Every line from the one containing "For the benchmark, point to the nose" to the final line of the material below must be reproduced exactly; leave out all other lines.
= = = = = = =
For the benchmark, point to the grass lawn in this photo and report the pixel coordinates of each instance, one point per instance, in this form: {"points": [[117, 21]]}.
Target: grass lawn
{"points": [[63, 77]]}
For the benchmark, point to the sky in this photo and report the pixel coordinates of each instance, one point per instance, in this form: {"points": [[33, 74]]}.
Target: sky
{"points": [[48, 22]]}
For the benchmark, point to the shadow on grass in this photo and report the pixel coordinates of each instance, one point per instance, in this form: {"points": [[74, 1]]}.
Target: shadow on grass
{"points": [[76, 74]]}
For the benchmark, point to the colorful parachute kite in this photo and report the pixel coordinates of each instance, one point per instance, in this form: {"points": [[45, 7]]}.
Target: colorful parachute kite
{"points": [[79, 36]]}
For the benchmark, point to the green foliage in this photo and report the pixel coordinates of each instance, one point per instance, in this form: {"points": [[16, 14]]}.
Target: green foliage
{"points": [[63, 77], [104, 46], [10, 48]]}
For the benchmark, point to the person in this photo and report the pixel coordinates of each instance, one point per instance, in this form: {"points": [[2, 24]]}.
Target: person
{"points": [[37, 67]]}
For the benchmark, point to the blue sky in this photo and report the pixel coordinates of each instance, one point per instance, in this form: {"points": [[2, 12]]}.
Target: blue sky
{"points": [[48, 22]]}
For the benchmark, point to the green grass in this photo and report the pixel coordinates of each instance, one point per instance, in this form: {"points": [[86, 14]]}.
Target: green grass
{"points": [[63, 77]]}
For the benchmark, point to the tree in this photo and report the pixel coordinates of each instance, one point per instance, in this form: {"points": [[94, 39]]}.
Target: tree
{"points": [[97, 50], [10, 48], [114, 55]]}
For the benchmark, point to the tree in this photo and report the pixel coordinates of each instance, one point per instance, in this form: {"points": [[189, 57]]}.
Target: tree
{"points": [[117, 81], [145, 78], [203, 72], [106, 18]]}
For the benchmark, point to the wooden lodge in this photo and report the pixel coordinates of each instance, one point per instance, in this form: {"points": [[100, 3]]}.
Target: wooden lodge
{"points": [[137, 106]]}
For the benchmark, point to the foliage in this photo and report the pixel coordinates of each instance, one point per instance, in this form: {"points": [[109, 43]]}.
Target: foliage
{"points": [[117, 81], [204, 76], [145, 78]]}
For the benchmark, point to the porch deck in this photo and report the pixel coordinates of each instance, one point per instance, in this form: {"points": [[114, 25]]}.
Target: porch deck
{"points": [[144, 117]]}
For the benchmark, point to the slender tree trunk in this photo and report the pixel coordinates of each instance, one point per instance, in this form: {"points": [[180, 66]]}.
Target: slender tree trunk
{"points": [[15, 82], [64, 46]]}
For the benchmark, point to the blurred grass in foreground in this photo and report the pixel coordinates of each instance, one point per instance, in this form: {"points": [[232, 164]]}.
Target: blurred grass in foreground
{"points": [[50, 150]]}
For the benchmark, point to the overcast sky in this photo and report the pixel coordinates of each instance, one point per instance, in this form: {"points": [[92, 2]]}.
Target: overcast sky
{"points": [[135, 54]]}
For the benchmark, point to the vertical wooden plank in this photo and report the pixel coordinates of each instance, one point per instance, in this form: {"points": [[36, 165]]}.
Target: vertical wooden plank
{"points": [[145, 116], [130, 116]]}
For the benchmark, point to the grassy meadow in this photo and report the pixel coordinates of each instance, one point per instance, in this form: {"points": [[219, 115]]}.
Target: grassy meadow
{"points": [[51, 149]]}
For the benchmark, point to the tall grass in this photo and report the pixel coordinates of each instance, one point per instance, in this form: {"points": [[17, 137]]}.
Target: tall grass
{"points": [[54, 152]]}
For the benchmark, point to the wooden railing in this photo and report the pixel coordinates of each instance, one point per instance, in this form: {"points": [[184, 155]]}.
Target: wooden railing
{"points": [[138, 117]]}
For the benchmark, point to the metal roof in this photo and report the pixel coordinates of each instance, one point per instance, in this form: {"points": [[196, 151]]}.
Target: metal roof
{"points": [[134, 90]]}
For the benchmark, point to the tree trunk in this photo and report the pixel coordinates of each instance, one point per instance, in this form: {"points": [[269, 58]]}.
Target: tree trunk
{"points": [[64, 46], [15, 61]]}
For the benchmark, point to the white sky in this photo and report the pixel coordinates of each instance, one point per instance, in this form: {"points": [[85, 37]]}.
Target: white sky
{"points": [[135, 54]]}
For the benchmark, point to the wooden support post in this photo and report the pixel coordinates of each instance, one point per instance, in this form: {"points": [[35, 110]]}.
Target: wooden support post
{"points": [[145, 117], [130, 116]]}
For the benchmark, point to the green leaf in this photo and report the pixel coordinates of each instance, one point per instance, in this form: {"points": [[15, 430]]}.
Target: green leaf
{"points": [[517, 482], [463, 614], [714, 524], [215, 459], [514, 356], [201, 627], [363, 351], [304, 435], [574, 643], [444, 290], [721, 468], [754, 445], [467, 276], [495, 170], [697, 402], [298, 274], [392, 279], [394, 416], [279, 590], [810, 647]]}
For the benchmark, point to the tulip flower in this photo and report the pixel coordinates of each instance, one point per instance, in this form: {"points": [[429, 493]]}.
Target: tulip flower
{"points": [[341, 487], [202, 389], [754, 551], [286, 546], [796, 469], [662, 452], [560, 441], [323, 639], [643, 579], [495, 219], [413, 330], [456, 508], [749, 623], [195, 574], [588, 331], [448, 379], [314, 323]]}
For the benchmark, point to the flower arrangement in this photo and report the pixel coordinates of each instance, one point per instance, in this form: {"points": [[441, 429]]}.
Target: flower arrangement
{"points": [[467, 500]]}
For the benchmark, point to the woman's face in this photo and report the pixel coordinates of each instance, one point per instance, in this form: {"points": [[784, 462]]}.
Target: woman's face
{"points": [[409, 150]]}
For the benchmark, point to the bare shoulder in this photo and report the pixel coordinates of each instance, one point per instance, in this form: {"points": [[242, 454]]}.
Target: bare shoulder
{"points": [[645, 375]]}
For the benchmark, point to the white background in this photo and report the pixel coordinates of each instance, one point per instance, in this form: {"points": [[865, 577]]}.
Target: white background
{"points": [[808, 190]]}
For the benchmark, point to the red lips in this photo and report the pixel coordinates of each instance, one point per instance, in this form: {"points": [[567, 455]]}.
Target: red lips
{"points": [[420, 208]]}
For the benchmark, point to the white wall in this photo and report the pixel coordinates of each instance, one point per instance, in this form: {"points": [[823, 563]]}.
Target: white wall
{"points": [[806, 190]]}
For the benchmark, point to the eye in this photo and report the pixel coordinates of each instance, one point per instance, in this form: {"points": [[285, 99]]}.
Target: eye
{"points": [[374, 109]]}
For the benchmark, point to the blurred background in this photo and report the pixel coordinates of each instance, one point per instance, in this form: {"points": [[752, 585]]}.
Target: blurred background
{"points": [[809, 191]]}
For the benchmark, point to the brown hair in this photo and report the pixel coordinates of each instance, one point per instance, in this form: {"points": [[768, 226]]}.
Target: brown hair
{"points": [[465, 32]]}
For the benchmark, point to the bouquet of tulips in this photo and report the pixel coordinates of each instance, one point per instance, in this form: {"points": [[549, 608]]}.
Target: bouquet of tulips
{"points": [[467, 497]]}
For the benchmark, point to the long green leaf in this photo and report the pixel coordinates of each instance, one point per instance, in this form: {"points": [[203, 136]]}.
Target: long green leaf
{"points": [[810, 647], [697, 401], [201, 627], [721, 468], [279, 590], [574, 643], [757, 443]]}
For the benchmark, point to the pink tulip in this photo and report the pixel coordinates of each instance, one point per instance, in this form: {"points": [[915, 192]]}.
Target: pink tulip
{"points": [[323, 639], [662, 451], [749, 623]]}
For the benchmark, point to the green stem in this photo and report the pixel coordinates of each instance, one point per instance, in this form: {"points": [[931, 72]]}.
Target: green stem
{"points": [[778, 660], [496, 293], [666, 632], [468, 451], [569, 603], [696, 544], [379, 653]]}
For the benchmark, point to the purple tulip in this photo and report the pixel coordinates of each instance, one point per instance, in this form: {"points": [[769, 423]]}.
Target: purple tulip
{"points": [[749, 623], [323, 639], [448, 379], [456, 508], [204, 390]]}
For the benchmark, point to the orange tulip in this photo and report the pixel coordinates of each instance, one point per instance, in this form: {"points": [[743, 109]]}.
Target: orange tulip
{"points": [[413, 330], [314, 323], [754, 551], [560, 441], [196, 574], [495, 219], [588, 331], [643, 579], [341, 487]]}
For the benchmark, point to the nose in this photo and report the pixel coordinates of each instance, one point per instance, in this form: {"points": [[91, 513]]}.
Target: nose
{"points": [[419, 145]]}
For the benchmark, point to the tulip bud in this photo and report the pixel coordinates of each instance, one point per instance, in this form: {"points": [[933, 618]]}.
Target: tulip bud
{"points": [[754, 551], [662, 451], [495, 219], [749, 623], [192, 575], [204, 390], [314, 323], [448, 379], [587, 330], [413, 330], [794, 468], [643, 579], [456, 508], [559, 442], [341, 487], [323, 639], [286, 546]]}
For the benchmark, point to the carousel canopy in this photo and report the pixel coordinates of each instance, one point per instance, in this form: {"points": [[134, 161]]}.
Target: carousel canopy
= = = = = = =
(Task output)
For the benchmark, point to the nose in this photo and report the pixel coordinates of each instance, one point per instance, in this form: {"points": [[91, 513]]}.
Target: nose
{"points": [[419, 145]]}
For the benchmark, point to the tulip bud in this photo and report the pixel coordinates of each instance, one point per instance, in this form: {"points": [[933, 618]]}.
Target: tulip bud
{"points": [[754, 551], [662, 451], [495, 219], [749, 623], [192, 575], [204, 390], [314, 323], [448, 379], [587, 330], [413, 330], [794, 468], [643, 579], [456, 508], [559, 442], [341, 487], [323, 639], [286, 546]]}
For the benchmark, point to the carousel canopy in this photo and report the pixel coordinates of each instance, one point per instance, in this form: {"points": [[134, 161]]}.
Target: carousel canopy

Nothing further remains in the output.